* [Problem statement]: What you return should be exactly the lines from the one containing "Note: one point per instance of the fence" down to the final line of the listing, with nothing else.

------------

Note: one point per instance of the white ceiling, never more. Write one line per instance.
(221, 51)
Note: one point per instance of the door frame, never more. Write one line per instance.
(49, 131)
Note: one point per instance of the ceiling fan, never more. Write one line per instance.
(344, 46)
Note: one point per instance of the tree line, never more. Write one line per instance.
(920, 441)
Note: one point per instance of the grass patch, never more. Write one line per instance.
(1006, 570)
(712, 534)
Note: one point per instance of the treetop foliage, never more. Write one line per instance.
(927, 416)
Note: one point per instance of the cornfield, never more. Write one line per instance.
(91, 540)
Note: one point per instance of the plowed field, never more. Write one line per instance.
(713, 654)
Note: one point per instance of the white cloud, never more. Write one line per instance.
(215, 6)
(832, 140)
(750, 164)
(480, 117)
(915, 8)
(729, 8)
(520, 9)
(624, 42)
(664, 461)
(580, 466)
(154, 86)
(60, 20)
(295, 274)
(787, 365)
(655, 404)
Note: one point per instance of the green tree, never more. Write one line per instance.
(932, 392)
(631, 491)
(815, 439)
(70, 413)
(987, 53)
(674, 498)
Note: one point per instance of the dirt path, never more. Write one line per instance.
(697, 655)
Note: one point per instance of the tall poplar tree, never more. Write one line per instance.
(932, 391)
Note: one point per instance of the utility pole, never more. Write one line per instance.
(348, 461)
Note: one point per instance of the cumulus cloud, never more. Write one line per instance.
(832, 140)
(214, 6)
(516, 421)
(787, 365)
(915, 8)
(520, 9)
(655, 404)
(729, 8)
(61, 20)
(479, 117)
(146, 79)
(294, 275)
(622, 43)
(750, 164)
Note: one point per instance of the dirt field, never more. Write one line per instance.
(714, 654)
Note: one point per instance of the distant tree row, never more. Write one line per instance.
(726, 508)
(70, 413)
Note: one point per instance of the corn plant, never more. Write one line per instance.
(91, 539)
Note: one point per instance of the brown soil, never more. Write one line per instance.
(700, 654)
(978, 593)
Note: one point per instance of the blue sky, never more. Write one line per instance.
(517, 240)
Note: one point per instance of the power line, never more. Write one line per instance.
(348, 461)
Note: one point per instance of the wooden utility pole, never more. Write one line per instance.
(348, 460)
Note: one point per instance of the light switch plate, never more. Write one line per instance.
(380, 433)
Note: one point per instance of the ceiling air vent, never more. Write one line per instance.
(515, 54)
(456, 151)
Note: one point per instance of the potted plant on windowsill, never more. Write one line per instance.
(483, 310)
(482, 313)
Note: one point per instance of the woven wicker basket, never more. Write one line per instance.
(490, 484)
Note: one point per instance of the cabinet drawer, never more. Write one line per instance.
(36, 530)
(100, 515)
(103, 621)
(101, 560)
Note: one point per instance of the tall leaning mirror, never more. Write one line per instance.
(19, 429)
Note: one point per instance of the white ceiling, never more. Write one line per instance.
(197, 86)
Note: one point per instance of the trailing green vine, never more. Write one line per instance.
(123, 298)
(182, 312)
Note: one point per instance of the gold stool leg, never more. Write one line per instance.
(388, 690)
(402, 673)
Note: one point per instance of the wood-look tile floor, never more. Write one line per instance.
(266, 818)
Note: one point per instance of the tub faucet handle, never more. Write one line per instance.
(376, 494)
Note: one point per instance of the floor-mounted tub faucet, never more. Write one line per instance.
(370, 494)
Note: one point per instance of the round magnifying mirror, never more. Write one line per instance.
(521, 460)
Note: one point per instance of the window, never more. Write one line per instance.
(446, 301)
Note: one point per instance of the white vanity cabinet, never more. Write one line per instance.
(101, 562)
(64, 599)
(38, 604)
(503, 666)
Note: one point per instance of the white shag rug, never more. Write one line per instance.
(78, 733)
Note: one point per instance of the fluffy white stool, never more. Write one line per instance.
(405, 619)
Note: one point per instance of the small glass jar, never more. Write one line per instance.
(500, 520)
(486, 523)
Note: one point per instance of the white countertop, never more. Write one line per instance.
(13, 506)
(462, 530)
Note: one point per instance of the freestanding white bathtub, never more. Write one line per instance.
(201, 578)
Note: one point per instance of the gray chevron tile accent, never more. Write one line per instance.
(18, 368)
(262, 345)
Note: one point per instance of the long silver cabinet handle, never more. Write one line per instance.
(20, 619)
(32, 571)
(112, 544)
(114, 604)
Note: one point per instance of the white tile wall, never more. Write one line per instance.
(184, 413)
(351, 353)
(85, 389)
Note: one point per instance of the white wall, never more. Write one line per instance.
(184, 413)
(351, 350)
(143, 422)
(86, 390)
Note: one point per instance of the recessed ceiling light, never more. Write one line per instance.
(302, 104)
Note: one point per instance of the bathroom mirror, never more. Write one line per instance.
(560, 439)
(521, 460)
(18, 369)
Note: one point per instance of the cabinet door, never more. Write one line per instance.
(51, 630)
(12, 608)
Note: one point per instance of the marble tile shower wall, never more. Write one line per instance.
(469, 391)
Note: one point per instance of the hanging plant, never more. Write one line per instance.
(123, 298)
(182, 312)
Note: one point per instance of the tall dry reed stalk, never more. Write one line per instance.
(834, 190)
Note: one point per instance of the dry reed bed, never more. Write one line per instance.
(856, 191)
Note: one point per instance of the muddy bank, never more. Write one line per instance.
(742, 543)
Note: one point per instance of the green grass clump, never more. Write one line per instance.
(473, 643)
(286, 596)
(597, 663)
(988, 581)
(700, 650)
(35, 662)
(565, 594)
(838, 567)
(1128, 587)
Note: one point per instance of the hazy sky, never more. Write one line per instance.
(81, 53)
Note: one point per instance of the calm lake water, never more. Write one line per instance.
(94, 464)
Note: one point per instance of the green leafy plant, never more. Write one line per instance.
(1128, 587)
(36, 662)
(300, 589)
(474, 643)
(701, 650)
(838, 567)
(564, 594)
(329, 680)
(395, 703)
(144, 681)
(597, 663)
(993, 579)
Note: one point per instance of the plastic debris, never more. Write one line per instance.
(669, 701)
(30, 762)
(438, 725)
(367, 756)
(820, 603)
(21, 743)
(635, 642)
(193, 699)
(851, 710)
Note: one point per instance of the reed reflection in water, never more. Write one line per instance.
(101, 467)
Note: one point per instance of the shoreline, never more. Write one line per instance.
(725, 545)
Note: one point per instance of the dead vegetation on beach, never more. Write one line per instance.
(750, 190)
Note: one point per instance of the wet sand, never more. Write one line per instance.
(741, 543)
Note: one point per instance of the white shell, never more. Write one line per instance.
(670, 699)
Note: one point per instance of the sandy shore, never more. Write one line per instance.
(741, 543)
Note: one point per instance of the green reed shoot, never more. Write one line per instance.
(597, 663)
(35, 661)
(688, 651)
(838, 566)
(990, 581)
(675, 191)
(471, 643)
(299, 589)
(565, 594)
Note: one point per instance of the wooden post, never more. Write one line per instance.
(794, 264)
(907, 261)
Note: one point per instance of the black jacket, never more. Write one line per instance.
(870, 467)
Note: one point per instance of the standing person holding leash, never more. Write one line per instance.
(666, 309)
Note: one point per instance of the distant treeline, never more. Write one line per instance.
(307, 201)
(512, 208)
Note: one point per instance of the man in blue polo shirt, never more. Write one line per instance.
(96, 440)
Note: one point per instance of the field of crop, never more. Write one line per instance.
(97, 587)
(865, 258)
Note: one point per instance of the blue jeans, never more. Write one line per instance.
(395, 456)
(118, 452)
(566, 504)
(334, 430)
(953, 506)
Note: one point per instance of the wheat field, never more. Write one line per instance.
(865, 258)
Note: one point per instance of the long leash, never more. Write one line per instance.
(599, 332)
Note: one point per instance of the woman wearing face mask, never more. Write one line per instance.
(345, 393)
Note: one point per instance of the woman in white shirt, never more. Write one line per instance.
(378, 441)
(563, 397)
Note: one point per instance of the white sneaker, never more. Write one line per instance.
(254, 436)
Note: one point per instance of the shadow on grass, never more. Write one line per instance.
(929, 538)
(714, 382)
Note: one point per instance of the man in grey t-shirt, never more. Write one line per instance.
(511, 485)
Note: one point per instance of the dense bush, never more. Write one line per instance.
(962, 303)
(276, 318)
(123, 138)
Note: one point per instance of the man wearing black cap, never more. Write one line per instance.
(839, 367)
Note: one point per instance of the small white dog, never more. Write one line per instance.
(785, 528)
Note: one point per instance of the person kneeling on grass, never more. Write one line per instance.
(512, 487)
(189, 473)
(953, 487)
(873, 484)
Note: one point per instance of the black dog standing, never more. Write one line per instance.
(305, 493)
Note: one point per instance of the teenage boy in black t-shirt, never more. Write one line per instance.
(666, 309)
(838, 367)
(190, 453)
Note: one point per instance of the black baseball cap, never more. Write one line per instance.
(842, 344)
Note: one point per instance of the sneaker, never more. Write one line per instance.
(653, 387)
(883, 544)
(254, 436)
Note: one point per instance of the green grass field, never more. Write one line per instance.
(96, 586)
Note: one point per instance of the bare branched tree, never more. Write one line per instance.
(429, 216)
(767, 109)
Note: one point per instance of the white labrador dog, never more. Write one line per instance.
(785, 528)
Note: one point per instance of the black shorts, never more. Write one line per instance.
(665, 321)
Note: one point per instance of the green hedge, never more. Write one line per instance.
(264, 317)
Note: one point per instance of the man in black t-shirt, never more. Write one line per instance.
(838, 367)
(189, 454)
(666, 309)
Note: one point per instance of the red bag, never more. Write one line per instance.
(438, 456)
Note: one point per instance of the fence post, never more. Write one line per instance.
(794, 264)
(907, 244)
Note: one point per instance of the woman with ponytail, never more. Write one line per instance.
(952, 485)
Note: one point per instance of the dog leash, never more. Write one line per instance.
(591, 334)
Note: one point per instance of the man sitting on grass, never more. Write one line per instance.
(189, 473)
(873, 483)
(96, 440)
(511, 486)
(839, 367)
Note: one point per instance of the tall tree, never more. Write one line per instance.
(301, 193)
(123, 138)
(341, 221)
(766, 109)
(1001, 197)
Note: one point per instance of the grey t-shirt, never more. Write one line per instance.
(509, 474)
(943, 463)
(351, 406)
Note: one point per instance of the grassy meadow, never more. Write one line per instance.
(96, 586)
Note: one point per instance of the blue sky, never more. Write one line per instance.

------------

* [Written answer]:
Note: one point per instance of the fence post, never more. Write one line per instance.
(794, 264)
(907, 244)
Note: one point per instance of the woman with ponytail, never more. Write one line per instance.
(952, 485)
Note: one point per instance of the dog leash, never more. Write one line per instance.
(591, 334)
Note: one point per instance of the man sitting on grass, never more. Write one line per instance.
(189, 473)
(873, 483)
(96, 440)
(511, 486)
(839, 367)
Note: one point per instance of the tall tree, never more. Write one line per instance.
(301, 193)
(123, 138)
(341, 221)
(766, 109)
(1001, 197)
Note: one point per instance of the grey t-shirt, never more. Write one line per instance.
(509, 474)
(943, 463)
(351, 406)
Note: one point per instance of the grassy meadow, never more. Write one line per instance.
(96, 586)
Note: one point per instance of the blue sky, never more. Write one line per instance.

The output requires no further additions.